- **DATA FOR PROCESSING**
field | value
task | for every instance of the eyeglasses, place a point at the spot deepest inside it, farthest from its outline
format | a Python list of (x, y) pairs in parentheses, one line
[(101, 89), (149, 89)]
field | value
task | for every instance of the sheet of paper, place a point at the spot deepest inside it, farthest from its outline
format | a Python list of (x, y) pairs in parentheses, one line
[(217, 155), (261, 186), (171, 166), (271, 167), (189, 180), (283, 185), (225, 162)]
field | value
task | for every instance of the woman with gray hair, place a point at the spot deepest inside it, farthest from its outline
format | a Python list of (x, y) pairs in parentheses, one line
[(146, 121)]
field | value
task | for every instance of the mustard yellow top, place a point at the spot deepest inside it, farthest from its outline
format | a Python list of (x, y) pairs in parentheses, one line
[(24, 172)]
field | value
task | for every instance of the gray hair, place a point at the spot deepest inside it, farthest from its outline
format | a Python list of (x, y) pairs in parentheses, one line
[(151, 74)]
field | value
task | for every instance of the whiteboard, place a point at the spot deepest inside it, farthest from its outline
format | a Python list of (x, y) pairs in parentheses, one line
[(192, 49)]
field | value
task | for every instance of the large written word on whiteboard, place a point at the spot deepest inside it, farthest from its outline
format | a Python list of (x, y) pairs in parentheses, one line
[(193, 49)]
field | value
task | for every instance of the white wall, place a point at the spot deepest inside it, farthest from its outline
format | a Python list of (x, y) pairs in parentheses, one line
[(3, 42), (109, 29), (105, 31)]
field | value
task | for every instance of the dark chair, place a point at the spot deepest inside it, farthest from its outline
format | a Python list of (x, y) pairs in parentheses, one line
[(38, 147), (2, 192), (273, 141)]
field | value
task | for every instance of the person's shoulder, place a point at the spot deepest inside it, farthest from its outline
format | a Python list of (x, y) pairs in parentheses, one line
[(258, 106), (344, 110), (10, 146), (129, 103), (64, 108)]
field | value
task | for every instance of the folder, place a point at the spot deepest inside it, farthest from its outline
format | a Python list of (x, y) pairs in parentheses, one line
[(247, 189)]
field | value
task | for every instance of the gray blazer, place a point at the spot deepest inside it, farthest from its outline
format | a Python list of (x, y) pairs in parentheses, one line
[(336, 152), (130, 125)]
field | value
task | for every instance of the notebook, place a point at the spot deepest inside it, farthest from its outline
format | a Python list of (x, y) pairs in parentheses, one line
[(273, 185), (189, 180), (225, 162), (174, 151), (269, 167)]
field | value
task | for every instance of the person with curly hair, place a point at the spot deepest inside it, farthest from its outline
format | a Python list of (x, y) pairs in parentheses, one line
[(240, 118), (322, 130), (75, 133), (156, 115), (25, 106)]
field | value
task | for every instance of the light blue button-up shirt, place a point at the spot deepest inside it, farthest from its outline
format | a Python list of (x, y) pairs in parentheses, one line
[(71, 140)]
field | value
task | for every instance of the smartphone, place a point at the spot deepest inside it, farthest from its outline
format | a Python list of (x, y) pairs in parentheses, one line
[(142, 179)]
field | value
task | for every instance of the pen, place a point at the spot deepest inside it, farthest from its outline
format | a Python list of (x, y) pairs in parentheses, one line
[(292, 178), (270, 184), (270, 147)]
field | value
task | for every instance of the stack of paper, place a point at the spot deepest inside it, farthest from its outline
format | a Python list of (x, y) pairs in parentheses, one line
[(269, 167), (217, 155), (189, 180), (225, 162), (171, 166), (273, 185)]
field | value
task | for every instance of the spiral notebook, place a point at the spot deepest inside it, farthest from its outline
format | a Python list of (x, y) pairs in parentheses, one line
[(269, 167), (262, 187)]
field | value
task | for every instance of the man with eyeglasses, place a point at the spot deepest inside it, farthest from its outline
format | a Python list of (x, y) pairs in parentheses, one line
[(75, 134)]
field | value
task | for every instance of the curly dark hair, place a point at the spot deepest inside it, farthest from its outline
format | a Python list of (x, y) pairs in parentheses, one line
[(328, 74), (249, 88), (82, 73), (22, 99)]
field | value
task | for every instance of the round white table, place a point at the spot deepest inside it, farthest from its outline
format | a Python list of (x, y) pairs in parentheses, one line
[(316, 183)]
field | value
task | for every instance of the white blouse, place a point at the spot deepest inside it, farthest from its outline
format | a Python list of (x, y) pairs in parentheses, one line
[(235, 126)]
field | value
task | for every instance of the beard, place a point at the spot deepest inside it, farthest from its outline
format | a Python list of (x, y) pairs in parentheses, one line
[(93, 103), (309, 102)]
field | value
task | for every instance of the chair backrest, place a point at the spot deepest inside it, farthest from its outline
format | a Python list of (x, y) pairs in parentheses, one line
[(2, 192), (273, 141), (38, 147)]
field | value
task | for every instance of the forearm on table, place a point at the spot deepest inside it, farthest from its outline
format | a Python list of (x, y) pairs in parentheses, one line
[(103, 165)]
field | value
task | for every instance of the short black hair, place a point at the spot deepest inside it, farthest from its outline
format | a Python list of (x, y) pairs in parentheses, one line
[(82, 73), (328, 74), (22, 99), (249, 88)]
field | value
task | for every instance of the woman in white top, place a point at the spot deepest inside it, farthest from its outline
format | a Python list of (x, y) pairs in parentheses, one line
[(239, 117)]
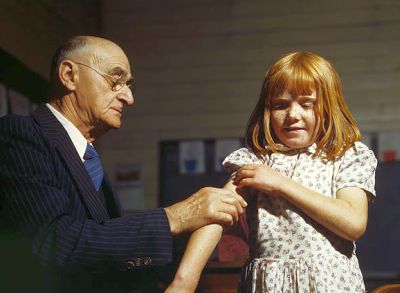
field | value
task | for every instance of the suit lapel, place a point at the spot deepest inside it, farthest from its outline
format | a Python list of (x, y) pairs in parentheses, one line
[(60, 139)]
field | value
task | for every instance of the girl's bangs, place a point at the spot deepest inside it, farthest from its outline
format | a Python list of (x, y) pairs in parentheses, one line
[(297, 81)]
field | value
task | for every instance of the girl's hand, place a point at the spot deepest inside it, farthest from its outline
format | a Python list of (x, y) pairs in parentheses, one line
[(259, 177), (174, 287)]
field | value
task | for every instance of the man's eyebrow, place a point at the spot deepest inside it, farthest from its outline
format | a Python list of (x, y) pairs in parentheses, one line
[(118, 71)]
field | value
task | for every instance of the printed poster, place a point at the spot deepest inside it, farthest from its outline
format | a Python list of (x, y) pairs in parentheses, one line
[(192, 157), (389, 146), (223, 147)]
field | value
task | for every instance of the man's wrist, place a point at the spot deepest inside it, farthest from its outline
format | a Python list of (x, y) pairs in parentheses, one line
[(172, 219)]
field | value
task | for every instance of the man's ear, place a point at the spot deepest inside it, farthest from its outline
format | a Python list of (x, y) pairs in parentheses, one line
[(68, 75)]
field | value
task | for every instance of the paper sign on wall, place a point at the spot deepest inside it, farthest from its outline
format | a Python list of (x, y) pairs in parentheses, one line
[(389, 146), (191, 157), (223, 147)]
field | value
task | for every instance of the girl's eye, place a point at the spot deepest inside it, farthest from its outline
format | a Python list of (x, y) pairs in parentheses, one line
[(279, 106), (307, 105)]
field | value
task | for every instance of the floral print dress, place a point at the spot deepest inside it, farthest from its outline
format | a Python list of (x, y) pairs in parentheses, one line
[(289, 251)]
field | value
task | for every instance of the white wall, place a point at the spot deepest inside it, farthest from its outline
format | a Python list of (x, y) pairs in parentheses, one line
[(199, 65), (32, 30)]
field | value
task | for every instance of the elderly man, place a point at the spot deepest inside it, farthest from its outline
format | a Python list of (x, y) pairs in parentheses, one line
[(53, 188)]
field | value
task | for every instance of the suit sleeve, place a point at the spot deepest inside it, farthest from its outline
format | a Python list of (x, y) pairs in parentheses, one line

- **EXERCISE INSTRUCTIONS**
Out of the preceding entries, pull every line containing the string "notebook".

- **WRITTEN REPLY**
task | for every instance of the notebook, place a point at the spot deepest inside it, farthest from its outline
task | for every instance of the spiral notebook, place a point at the spot deepest inside it, farthest from its outline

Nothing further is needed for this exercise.